(EXERCISE 1) Decide whether each statement agrees with the option agreement, answering yes or no and quoting the words that settle it: (a) Monogram Orthopedics Inc. is a Delaware corporation. (b) The MS-Monogram Exclusive License Agreement took effect on March 18, 2019. (c) Mount Sinai's principal place of business is in Brooklyn.
(EXERCISE 2) Repeat word for word the portion of the option agreement starting at "WHEREAS, Company and" and ending at "Exclusive License Agreement.".

╭─ PROVIDED TEXT

Exhibit 10.6
OPTION AGREEMENT
This option agreement (“Agreement”) is made by and between Icahn School of Medicine at Mount Sinai, a New York not-for-profit education corporation with a principal place of business at One Gustave L. Levy Place, New York, NY 10029 (“Mount Sinai”), and Monogram Orthopedics Inc., a Delaware corporation, with a principal place of business at New Lab, Studio 105, 19 Morris Avenue, Brooklyn, NY 11205 (referred to herein as “Company”). This Agreement is effective as of March 18, 2019 (the “Effective Date”).
WHEREAS, Company and Mount Sinai are parties to that Exclusive License Agreement effective October 3, 2017 (the “MS-Monogram Exclusive License Agreement”);
WHEREAS, Mount Sinai has determined that exploitation of the Intellectual Property Rights is in the best interests of Mount Sinai and consistent with the institution’s educational and research missions and goals;
WHEREAS, Company desires a period of time in which to evaluate the Intellectual Property Rights to determine if it wishes to license such Intellectual Property Rights under the terms of the MS-Monogram Exclusive License Agreement.

╰─
╭─ RECORDS SUPPLIED

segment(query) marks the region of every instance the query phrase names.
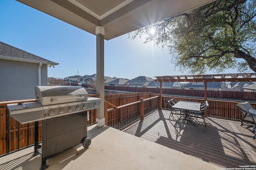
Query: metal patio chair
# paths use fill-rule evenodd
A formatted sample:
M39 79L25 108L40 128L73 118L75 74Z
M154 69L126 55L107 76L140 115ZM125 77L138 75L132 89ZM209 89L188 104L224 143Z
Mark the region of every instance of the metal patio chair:
M249 111L250 109L253 109L251 105L248 102L240 103L238 103L236 106L239 109L239 112L242 117L241 126L244 125L253 126L255 124Z
M252 117L252 120L254 123L254 125L253 126L252 132L254 134L254 135L252 136L253 139L255 139L256 138L256 133L255 133L255 128L256 128L256 110L254 109L250 109L249 111L251 116Z
M192 122L191 121L191 117L202 119L204 121L204 126L206 127L206 125L205 123L204 115L206 113L206 110L207 110L208 107L209 107L209 104L207 101L206 101L205 102L201 105L200 112L188 112L188 117L190 119L191 122ZM194 124L194 123L193 124ZM195 126L194 124L194 125Z
M175 104L177 103L178 103L178 102L176 100L175 100L174 98L172 98L168 100L168 101L167 101L167 102L168 102L169 104L172 107L172 106L173 106ZM175 115L180 115L180 118L178 120L176 121L180 120L181 117L184 117L185 116L184 112L182 112L181 110L176 109L175 109L172 108L172 108L171 109L171 113L170 114L170 116L169 117L169 120L170 120L170 119L171 117L171 116L172 116L172 115L174 114Z

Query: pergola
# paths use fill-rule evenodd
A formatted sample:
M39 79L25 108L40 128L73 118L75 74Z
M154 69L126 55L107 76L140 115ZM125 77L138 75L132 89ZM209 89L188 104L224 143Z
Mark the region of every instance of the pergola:
M207 82L256 81L256 73L219 74L201 75L156 76L155 81L160 82L160 96L162 96L162 82L204 82L204 100L207 99ZM162 97L160 98L161 100ZM162 103L162 101L159 101Z
M215 0L17 0L96 36L97 91L101 99L97 121L101 127L105 125L104 40Z

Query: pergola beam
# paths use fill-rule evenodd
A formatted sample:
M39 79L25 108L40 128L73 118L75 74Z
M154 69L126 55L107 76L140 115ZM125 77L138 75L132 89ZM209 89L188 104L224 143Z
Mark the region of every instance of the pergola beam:
M156 82L249 82L256 81L256 73L234 73L205 75L156 76Z

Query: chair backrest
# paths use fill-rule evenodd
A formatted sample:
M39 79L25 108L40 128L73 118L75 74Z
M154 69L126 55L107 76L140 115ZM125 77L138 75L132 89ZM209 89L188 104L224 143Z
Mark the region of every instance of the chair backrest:
M240 103L237 104L237 106L240 109L241 113L244 115L246 113L249 115L249 110L253 109L251 105L248 102Z
M168 101L167 101L167 102L168 102L168 103L169 103L169 104L171 106L172 106L174 105L174 104L172 103L172 99L169 100Z
M208 104L208 102L207 102L207 101L206 102L205 104L202 106L202 107L201 107L200 111L201 111L201 113L203 116L206 113L206 110L207 110L207 107L209 107L209 104Z
M208 102L207 101L205 101L204 103L201 105L201 108L205 107L206 105L206 103L208 103Z
M174 98L172 99L172 101L174 103L176 104L178 103L178 101L177 101Z

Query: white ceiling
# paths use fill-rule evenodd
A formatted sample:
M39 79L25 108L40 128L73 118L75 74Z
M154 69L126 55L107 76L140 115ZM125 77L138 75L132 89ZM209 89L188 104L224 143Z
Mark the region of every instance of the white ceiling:
M215 0L16 0L109 40Z

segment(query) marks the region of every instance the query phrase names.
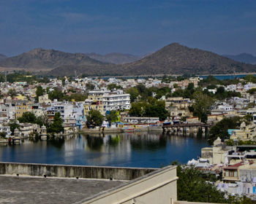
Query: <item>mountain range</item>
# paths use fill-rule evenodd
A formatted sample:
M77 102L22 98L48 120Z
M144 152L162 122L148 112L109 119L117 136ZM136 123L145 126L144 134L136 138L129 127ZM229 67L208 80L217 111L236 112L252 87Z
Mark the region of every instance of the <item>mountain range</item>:
M241 63L256 64L256 57L248 53L241 53L237 55L224 55L223 56Z
M110 53L110 55L113 59L118 55L124 56L124 54ZM50 70L46 74L49 76L71 76L75 74L75 71L78 74L85 74L88 76L256 72L255 65L238 62L211 52L189 48L178 43L170 44L141 59L124 64L121 64L123 60L108 60L108 63L100 61L105 57L105 55L92 53L73 54L37 48L15 57L7 58L0 61L0 66L35 68L38 71ZM116 63L121 64L115 64Z
M0 54L0 61L5 60L7 58L4 55Z
M21 55L0 61L0 66L10 68L53 69L65 66L87 66L102 64L81 53L68 53L54 50L34 49Z
M129 54L123 54L118 52L112 52L106 55L99 55L94 52L86 53L86 55L94 60L113 64L124 64L138 60L141 57Z

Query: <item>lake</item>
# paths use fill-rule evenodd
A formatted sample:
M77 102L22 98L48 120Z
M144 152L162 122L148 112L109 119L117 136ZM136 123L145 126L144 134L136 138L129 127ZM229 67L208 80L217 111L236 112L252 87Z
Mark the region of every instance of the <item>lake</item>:
M206 139L155 133L80 135L69 138L26 139L0 146L2 162L159 168L200 155Z

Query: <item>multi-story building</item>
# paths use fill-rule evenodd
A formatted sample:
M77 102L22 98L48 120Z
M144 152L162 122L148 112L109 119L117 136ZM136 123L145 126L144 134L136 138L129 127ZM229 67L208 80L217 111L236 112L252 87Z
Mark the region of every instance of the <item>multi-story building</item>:
M31 107L29 106L28 102L26 101L20 101L16 103L15 106L15 118L22 117L23 113L31 111Z
M85 101L84 113L86 115L91 109L95 109L105 114L113 110L124 110L130 109L129 94L124 93L123 90L113 92L102 88L89 93L88 99Z

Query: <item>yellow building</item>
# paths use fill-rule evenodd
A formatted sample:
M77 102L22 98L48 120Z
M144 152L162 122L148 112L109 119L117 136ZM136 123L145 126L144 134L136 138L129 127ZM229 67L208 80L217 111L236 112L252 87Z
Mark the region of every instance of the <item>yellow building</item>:
M22 95L21 94L19 94L15 97L16 100L22 100L24 101L26 99L26 96Z
M91 109L97 110L102 114L105 114L102 95L90 95L89 98L86 100L84 105L84 114L87 115L88 112Z
M20 103L15 106L15 119L22 117L23 113L30 111L31 107L26 103Z

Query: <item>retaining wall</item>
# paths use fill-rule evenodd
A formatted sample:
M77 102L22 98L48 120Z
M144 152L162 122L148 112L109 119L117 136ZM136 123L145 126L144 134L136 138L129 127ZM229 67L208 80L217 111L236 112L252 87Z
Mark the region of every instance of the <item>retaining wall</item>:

╰─

(EXPECTED ANSWER 1)
(a) Yes: "Monogram Orthopedics Inc., a Delaware corporation"
(b) No: "Exclusive License Agreement effective October 3, 2017"
(c) No: "with a principal place of business at One Gustave L. Levy Place, New York, NY 10029 (“Mount Sinai”)"

(EXPECTED ANSWER 2)
WHEREAS, Company and Mount Sinai are parties to that Exclusive License Agreement effective October 3, 2017 (the “MS-Monogram Exclusive License Agreement”);
WHEREAS, Mount Sinai has determined that exploitation of the Intellectual Property Rights is in the best interests of Mount Sinai and consistent with the institution’s educational and research missions and goals;
WHEREAS, Company desires a period of time in which to evaluate the Intellectual Property Rights to determine if it wishes to license such Intellectual Property Rights under the terms of the MS-Monogram Exclusive License Agreement.